## [DATA FOR REVIEW]

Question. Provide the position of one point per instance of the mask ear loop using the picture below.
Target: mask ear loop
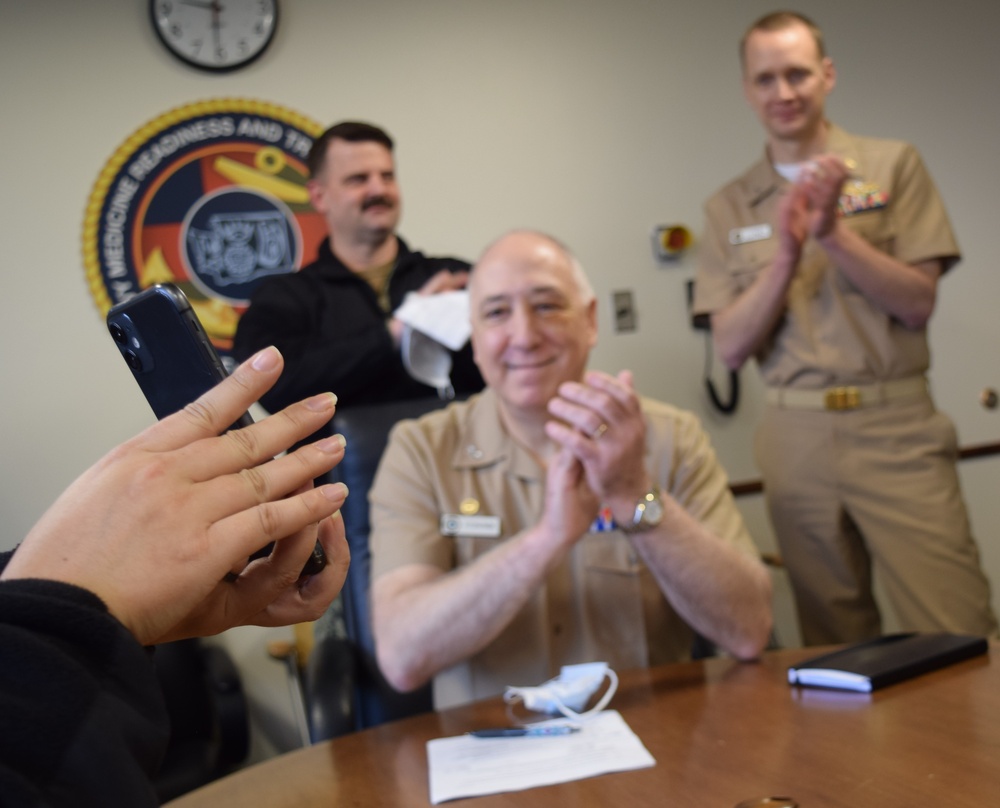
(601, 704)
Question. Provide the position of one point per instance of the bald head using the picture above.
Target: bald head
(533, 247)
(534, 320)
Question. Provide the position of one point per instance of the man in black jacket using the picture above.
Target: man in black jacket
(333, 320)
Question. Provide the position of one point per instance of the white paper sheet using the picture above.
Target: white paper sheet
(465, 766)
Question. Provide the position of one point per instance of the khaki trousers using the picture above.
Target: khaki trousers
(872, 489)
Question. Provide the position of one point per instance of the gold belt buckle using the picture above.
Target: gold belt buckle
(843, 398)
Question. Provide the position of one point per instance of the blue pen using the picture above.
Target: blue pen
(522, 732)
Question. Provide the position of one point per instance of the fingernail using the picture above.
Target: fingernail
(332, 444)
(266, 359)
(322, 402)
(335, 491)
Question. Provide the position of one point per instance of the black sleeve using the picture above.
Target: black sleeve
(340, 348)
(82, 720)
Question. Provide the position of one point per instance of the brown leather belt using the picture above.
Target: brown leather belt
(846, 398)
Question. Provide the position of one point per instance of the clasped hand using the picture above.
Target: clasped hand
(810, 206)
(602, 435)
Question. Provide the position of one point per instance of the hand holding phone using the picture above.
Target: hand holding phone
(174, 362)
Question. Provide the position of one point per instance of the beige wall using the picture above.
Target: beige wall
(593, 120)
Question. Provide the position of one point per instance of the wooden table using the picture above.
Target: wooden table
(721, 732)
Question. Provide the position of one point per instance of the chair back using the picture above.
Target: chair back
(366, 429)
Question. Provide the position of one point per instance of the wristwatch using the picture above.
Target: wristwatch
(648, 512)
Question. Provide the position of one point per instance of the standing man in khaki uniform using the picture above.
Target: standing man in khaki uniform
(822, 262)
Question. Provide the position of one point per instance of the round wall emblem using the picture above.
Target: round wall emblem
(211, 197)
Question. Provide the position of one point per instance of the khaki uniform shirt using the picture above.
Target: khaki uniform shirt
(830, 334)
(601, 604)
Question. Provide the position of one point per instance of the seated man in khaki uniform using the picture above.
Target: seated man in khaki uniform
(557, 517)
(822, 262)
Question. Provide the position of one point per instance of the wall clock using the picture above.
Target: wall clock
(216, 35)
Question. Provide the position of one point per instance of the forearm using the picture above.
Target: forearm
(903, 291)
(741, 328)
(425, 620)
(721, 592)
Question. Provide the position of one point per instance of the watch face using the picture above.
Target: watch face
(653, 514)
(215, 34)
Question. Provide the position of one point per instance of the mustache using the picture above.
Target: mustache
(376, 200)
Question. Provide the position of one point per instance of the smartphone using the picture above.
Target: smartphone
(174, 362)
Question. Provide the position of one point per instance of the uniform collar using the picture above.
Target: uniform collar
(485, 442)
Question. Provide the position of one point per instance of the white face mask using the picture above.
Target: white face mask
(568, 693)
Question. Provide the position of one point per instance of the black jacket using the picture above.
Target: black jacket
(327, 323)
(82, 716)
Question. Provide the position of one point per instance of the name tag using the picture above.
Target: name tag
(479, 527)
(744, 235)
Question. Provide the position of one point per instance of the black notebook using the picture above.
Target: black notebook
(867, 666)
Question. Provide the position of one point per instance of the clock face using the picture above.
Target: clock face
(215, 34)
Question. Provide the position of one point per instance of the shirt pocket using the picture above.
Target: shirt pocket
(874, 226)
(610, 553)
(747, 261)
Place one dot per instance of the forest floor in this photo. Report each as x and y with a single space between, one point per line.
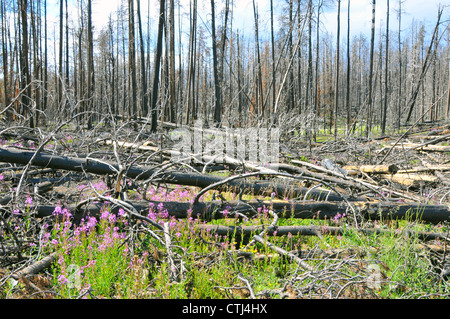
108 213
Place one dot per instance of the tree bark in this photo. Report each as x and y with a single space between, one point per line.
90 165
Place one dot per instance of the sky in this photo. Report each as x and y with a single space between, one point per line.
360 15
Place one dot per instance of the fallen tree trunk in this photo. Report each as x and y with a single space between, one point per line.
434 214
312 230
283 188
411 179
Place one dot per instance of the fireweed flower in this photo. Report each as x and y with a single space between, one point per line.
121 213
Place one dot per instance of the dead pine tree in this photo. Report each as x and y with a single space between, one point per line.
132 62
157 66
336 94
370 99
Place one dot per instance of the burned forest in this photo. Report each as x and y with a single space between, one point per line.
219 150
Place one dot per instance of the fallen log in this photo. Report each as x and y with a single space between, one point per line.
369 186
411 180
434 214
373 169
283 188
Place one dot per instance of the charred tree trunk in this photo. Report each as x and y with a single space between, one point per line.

## [EXERCISE PROMPT]
From the line that has "Target: wooden table" through the line that has "of the standing", copy every line exactly as it appears above, and leave out all others.

## [RESULT FOR THIS EXERCISE]
Target: wooden table
(721, 732)
Question. Provide the position of one point per instance of the chair back using the picture above.
Target: chair back
(366, 429)
Question. Provide the position of one point per instance of the wristwatch using the picture above.
Target: wristwatch
(648, 512)
Question. Provide the position of one point per instance of the standing man in khaki uniform using the picture above.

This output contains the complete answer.